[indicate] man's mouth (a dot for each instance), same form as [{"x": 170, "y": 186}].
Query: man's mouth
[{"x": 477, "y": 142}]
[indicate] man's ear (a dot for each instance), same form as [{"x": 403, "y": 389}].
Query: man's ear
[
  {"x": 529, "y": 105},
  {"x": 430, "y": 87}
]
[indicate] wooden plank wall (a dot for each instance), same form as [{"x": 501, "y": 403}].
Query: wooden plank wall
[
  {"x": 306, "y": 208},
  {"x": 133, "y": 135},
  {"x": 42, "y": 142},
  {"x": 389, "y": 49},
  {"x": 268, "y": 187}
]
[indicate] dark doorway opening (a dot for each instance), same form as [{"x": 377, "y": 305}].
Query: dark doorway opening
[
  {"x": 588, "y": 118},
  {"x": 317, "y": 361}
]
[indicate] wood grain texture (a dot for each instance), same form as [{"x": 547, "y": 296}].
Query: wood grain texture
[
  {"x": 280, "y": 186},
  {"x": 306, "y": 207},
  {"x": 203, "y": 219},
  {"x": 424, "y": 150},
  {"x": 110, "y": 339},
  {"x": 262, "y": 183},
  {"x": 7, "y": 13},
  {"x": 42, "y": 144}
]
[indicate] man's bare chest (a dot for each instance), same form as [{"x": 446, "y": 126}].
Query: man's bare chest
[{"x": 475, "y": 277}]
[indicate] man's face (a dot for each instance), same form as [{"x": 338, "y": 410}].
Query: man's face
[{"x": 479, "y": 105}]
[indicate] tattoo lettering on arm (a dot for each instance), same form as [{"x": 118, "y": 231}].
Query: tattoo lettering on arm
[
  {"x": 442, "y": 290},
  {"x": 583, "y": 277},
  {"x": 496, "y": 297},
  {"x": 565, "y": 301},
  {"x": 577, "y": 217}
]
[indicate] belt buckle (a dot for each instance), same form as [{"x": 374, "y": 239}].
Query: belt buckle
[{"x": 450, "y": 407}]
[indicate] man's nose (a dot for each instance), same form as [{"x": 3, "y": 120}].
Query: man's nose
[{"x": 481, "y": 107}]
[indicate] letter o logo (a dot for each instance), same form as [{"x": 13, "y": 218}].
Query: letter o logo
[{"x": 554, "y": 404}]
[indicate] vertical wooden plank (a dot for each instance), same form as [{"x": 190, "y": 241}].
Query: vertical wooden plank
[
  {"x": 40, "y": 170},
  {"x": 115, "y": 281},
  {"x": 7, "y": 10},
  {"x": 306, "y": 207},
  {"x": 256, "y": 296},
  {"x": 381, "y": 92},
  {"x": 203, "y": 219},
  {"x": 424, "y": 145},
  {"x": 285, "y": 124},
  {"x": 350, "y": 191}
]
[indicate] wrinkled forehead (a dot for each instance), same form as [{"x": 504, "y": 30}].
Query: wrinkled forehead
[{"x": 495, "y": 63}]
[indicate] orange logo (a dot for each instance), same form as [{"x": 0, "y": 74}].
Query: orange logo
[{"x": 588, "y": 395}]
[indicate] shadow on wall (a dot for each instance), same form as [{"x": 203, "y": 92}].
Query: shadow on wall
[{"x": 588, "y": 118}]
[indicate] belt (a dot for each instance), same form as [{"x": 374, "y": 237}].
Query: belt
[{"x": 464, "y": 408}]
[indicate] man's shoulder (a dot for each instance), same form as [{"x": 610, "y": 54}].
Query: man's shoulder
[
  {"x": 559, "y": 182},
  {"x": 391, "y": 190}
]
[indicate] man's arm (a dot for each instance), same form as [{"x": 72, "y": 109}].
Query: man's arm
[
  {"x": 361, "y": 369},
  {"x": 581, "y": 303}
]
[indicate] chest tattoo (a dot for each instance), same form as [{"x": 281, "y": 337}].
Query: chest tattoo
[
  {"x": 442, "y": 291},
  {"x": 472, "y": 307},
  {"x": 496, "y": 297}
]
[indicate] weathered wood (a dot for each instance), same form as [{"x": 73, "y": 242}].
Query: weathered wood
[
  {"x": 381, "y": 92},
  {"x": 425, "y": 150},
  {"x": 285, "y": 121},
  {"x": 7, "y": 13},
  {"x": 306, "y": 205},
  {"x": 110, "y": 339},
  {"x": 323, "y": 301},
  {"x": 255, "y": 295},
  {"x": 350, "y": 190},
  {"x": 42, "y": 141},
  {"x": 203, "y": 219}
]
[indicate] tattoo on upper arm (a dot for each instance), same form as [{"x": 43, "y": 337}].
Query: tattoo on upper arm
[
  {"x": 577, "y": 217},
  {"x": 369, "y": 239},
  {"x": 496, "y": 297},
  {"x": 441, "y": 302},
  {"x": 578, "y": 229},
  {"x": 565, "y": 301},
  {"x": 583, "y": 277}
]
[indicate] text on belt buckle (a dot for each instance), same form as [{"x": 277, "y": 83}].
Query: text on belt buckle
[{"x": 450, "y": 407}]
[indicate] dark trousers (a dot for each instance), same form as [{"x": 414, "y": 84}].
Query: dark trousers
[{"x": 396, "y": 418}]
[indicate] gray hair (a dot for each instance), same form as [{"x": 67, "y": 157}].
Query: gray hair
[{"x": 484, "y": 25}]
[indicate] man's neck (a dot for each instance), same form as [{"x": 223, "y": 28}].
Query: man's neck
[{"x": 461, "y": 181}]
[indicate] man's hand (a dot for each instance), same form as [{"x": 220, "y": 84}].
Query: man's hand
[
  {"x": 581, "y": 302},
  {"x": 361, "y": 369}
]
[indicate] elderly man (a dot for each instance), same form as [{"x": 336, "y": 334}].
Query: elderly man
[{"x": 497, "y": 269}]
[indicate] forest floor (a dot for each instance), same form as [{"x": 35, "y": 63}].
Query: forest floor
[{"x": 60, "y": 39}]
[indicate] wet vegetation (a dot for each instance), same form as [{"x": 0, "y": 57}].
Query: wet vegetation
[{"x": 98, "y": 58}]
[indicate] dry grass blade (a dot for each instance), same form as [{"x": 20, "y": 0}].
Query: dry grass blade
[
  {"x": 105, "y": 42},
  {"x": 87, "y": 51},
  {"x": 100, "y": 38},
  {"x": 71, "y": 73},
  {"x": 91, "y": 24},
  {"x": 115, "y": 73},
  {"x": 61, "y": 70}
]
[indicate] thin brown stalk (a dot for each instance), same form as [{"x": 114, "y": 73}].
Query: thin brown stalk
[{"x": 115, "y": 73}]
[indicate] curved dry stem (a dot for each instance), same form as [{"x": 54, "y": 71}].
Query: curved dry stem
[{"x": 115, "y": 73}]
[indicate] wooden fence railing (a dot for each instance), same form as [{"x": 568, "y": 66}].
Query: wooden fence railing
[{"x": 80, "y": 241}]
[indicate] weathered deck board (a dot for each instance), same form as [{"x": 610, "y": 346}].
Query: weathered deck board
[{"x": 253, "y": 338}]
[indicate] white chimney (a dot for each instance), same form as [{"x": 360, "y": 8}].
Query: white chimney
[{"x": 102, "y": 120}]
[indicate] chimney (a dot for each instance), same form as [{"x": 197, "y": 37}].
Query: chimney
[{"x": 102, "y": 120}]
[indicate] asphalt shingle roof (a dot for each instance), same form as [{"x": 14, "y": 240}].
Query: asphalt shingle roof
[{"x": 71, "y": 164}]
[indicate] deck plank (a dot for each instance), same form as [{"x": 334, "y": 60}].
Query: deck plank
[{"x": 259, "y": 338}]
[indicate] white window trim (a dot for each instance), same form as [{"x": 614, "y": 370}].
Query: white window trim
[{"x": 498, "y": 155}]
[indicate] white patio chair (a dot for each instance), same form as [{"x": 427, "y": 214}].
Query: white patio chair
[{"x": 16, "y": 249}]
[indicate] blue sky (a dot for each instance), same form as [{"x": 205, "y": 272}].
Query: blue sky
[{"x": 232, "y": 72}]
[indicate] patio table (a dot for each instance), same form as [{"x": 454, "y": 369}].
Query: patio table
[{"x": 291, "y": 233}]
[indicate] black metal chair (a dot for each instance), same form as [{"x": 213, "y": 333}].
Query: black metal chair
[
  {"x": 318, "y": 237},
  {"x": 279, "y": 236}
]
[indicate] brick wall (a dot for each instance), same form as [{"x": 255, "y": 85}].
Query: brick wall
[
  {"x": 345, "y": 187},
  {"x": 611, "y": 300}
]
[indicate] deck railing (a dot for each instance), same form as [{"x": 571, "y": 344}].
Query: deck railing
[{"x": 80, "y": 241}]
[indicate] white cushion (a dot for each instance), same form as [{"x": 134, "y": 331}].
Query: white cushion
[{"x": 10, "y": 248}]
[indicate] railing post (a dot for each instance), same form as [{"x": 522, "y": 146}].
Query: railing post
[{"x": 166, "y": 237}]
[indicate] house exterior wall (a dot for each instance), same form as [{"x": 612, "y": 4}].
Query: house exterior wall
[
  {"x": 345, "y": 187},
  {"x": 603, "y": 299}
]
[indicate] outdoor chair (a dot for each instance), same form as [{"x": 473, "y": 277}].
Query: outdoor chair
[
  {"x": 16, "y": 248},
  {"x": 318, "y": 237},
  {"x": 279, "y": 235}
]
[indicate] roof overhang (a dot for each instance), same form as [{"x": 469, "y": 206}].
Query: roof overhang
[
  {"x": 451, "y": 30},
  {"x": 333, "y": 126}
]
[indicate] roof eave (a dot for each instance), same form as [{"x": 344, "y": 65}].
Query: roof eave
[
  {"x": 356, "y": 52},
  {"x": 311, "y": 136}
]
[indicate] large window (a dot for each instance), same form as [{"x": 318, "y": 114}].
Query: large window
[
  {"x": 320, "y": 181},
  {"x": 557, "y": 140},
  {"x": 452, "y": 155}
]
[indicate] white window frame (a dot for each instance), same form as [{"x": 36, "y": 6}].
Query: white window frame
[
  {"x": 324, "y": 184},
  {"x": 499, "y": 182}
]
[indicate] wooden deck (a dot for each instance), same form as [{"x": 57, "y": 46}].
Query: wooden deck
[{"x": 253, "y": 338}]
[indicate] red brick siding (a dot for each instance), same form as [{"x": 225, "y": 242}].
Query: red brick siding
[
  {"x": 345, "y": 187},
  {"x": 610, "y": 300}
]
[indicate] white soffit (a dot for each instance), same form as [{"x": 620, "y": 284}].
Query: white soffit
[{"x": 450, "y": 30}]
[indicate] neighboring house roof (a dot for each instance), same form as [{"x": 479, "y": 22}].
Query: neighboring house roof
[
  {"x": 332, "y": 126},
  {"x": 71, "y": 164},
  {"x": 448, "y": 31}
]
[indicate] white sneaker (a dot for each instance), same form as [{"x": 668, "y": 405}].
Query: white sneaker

########################################

**Exercise objective**
Give only the number of lines in the preceding material that contain the string "sneaker".

**Solution to this problem**
2